→ WHAT YOU NEED TO DO:
Continue the essay on motherhood during the pandemic and climate change, starting right after its final sentence.

SUPPLIED TEXT Start Marker

I’ve been struggling a lot with motherhood during these hard times. I am a working mother in a pandemic whose work is climate change preparation. As a mother with anxiety, I often struggle with the ways in which I am not there for my children, the places I choose to prioritize, the places where I pour myself out so that I may fill up my cup. Even before the pandemic, we normalize the pedestaling of individual stories of motherhood while our corporate and government institutions routinely deny us our humanity. I am profoundly grateful for the ways in which intersectional feminism rooted in race, class, and gender rejects the super-hero mom dynamic and at the end of the day, it is still a difficult reality.
COVID19 has exacerbated the already straining work of motherhood. (See NY Times amazing series on Motherhood in Crisis if you’re confused as to what I mean). The statistics of motherhood and COVID19 are serious and should be alarming (there are many more but without putting additional labor on myself, I will only share that 32% of women say childcare was the reason for their unemployment). Democracy Now reports that women lost 5.5 million jobs in the first 10 months of COVID19, more than a million jobs than men lost, as women bear the primary responsibility for childcare and are working in the hardest hit sectors. This amounts to what researcher C. Nicole Mason, President and Chief Executive of the Institute for Women’s Policy Research refers to as a 'shecession'. These alarming statistics don't take into account interlocking issues such as class, gender identity, and race which are a lot harder to report on. This ‘motherhood in crisis’ lies on top of Gen Zers and Millennials documented fear of bringing children into a climate challenged world as well as current parent’s fear of how climate change will impact their children. Readers, it's a lot. So, what to do with all of this?

SUPPLIED TEXT End Marker
DATASET Start Marker

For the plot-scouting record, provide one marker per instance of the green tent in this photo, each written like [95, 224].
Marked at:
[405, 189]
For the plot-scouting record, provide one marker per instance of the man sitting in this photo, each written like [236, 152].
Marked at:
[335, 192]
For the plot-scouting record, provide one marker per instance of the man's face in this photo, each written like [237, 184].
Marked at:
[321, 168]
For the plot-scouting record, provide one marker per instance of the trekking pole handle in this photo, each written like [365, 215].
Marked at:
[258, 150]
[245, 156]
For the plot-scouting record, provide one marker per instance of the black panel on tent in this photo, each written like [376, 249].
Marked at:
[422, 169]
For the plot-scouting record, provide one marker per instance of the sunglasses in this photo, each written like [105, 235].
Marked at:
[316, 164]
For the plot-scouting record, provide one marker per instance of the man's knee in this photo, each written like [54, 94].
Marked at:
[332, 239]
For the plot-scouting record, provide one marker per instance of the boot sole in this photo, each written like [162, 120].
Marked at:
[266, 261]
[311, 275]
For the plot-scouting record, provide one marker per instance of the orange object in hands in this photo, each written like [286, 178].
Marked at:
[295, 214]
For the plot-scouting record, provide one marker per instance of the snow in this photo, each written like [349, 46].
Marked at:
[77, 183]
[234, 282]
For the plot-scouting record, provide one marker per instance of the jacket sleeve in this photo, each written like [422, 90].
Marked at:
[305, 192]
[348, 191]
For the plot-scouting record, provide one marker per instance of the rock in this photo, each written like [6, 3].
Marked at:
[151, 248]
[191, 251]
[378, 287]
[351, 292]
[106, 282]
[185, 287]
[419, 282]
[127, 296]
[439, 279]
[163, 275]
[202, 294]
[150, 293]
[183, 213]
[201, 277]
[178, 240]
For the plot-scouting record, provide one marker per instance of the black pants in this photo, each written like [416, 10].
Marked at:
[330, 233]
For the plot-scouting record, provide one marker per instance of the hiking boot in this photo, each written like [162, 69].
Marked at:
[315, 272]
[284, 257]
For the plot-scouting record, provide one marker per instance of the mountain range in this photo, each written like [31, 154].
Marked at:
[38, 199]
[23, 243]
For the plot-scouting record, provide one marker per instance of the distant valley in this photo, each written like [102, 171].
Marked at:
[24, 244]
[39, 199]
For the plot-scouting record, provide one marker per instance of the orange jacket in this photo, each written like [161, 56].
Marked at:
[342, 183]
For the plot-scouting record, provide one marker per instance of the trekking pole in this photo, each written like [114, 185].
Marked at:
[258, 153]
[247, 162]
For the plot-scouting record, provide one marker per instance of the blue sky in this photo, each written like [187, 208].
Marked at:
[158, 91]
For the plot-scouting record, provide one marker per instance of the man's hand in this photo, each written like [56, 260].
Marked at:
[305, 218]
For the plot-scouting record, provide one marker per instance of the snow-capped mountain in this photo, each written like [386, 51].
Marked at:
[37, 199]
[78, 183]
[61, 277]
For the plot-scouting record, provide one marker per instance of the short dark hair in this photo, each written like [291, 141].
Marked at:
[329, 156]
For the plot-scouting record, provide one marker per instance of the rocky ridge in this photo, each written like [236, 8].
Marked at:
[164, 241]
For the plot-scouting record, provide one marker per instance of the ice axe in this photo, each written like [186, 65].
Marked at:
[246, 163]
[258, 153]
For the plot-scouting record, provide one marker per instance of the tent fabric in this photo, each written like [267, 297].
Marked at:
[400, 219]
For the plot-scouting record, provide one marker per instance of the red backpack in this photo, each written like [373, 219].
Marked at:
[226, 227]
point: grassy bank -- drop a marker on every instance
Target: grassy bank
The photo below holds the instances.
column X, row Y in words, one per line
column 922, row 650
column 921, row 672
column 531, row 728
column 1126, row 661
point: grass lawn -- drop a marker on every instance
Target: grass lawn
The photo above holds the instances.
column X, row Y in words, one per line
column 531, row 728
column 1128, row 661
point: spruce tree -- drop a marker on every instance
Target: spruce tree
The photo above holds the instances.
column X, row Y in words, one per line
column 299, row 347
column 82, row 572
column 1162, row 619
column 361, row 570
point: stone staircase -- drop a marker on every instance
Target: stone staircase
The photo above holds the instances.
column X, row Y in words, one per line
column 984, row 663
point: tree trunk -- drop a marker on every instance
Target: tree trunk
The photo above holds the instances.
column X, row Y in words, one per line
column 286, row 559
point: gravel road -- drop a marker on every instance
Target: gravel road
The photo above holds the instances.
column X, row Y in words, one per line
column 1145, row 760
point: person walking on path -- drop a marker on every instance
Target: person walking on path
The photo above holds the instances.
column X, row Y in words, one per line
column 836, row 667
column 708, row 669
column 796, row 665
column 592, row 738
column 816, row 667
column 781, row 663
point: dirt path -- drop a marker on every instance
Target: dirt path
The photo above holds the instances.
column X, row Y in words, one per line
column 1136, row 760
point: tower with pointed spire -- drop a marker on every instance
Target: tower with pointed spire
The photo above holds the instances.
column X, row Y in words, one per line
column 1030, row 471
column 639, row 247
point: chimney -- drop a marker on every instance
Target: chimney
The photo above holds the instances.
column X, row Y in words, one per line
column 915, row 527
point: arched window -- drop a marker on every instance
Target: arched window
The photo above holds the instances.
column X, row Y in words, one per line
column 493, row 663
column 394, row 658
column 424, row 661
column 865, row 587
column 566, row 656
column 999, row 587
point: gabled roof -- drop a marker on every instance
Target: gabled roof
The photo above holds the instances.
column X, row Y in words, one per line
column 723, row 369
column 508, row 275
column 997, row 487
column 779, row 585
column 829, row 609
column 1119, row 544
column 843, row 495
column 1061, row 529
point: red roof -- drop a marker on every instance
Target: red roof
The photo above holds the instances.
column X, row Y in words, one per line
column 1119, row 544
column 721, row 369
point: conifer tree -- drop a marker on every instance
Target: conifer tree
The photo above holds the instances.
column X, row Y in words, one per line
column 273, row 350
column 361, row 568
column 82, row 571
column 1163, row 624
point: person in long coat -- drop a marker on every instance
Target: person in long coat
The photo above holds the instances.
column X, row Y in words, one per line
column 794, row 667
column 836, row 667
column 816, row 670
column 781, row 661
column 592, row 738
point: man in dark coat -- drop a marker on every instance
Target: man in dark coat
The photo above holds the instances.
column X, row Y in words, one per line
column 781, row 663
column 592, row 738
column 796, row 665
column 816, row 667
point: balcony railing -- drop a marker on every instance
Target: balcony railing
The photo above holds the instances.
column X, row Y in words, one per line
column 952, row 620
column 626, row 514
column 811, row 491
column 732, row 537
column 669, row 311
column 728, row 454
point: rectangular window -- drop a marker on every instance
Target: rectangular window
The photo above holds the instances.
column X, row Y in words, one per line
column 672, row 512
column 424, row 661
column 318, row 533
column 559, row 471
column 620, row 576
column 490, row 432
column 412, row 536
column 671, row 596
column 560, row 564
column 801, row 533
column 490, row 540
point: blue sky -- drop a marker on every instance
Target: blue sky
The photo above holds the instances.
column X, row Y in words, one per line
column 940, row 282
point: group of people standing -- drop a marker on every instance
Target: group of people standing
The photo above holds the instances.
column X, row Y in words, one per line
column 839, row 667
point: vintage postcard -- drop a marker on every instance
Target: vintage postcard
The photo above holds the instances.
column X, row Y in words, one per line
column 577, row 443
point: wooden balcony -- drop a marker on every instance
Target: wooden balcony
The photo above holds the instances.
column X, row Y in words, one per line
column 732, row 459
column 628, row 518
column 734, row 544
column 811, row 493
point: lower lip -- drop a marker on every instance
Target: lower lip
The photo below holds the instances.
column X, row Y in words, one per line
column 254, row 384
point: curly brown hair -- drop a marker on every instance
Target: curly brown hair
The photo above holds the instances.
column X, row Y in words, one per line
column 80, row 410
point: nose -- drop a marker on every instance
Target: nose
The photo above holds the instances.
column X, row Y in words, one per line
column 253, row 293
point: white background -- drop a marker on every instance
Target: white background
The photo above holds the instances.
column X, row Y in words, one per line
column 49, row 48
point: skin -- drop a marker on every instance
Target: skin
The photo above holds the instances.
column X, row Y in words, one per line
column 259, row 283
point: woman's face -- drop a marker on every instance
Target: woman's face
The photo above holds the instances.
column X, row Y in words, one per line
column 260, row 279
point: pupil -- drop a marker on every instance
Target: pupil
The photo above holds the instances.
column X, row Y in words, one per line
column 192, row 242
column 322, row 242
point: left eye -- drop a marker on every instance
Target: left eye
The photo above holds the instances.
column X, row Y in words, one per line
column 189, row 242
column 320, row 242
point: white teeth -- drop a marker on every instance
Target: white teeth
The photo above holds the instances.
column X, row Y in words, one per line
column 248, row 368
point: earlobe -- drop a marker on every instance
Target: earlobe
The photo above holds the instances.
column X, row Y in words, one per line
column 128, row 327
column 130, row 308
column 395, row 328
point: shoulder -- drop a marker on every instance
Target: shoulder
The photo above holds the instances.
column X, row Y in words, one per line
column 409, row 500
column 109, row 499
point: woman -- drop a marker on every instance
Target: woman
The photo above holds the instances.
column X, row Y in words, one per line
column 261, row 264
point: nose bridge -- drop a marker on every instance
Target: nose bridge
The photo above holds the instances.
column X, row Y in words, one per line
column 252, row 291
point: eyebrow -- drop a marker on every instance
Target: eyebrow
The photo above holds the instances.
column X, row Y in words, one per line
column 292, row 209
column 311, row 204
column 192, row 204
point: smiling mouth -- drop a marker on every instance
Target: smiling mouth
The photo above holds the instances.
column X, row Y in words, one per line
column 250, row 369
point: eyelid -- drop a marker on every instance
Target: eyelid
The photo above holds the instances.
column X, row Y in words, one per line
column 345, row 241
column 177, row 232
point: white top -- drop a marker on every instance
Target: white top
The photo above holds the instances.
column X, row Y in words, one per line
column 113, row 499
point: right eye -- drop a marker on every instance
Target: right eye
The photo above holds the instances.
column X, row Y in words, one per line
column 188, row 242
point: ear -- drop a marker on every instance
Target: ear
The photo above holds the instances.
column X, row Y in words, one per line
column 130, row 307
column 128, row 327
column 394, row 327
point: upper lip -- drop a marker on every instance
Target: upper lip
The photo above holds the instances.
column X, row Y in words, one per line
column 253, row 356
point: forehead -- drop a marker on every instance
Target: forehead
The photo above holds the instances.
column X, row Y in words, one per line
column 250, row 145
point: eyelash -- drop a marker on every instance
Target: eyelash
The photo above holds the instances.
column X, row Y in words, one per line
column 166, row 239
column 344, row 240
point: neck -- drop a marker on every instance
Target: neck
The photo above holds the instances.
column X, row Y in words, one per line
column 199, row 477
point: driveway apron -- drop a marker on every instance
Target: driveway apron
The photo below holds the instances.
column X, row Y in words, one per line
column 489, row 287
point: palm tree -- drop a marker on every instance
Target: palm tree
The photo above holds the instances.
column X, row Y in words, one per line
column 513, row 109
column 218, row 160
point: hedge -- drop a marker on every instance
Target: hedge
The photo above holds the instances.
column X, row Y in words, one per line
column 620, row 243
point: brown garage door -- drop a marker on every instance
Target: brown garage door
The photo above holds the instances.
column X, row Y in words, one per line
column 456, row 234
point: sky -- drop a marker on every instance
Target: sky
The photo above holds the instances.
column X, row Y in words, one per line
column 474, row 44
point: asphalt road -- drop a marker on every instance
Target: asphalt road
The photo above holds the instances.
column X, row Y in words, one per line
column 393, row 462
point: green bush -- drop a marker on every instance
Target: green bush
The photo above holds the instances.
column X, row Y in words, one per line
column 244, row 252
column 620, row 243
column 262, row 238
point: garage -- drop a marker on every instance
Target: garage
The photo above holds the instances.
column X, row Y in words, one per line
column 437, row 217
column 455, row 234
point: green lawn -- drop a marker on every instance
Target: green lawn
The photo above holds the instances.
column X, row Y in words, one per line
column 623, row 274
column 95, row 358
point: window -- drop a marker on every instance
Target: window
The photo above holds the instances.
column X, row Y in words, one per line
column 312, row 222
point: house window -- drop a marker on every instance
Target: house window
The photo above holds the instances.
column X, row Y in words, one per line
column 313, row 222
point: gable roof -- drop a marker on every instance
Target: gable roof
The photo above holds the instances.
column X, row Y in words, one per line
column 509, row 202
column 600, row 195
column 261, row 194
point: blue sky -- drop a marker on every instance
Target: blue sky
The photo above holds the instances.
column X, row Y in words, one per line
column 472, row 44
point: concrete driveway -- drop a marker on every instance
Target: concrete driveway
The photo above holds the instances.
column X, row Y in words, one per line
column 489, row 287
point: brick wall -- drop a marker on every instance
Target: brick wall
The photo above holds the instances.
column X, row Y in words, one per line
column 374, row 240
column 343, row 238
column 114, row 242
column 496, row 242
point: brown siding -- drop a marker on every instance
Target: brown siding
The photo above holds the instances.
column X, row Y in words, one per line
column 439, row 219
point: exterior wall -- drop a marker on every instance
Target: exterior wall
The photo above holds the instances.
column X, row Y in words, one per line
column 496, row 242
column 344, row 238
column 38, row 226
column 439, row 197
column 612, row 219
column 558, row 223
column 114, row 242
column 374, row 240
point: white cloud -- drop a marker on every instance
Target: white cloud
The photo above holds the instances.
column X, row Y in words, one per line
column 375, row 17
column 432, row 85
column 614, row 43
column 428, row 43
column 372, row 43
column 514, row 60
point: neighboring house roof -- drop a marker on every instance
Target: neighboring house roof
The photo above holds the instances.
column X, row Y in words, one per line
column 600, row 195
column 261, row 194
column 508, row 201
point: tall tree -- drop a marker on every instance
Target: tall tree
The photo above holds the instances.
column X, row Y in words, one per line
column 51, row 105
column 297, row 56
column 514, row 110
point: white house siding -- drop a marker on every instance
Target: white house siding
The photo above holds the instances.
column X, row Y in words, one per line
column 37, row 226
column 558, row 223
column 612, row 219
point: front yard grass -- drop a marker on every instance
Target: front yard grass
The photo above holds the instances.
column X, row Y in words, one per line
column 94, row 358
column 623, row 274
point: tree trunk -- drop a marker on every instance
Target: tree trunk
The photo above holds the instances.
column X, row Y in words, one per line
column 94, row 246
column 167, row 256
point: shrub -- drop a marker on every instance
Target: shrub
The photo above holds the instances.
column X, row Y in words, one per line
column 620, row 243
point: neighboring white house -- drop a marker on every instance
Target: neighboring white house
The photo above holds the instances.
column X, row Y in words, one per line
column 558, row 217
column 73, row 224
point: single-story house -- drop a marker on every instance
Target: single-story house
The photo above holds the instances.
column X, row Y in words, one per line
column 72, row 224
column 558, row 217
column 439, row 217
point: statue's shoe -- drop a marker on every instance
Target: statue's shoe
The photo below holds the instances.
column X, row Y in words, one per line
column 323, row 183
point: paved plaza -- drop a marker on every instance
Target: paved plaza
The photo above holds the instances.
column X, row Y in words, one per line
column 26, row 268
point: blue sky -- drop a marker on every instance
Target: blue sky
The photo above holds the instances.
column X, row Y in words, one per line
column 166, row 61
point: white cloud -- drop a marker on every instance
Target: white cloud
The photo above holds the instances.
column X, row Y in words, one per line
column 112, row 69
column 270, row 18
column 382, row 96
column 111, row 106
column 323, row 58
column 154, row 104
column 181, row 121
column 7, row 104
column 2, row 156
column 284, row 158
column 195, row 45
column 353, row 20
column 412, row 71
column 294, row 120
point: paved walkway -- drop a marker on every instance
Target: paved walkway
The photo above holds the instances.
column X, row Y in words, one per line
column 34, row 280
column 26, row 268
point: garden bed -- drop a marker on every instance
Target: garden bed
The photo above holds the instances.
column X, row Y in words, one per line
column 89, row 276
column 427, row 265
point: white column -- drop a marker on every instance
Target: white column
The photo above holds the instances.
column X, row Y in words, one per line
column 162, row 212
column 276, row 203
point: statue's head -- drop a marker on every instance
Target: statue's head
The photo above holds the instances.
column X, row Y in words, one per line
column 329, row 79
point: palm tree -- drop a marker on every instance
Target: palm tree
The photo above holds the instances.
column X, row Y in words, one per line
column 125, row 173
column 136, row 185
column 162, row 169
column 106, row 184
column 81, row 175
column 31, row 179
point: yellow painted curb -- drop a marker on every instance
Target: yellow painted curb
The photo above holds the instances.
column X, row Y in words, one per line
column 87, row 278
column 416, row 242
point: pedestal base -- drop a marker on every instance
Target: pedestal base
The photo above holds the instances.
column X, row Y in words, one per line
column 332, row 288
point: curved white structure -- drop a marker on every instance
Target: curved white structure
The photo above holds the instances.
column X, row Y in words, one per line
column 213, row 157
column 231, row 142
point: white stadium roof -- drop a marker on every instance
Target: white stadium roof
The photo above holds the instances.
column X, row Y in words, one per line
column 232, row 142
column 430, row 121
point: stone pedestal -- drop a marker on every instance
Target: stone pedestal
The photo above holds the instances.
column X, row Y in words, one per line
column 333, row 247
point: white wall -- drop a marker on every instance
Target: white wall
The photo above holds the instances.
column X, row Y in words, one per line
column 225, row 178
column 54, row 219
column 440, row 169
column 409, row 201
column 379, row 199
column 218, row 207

DATASET End Marker

→ SOLVED PROBLEM:
I never imagined working with or even having children. My own mother personified traditional motherhood - selflessness wrapped in a hard working immigrant shawl. Her softness was shared for moments after long hours on feet in shoes that weren’t expensive enough to mitigate back pain. She was incredibly busy supporting not just me and my brother but in supporting to plant the seeds of what is assumed to be the American Dream not for herself but for her family. My mother planted her seeds with careful fragile hope and watered it with the sweat from her brow. ‘Here’, she whispered to the rest of her family escaping a civil war, ‘here, we will plant seeds.’ I have the honor to be the only one between my brother and cousins that I’m close to without a doctorate of some kind.
I couldn’t imagine selfless motherhood with a strong vision of the future the way that my mother can and does embody it. I was still too caught up in the places of my identity that were seen and not seen, invisibilized and marginalized to ever think of bringing a whole new being into the world. I fell in love with the worlds of feminist icons like bell hooks, Audre Lorde, and Gloria Anzaldua before I ever imagined creating a type of world for myself where motherhood could be explored.
Motherhood when it approached me came in the form of my partner. He was and remains absolutely effortless with children. It’s the kind of effortlessness that happens when you're watching people who are truly great at their craft at connecting with youth. I would watch him play or teach youth and be amazed at the ease of it all.
For years into our relationship, we would check in tentatively. Conversations would go somewhat as follows:
Me (after watching him play with children): You make me want to have children.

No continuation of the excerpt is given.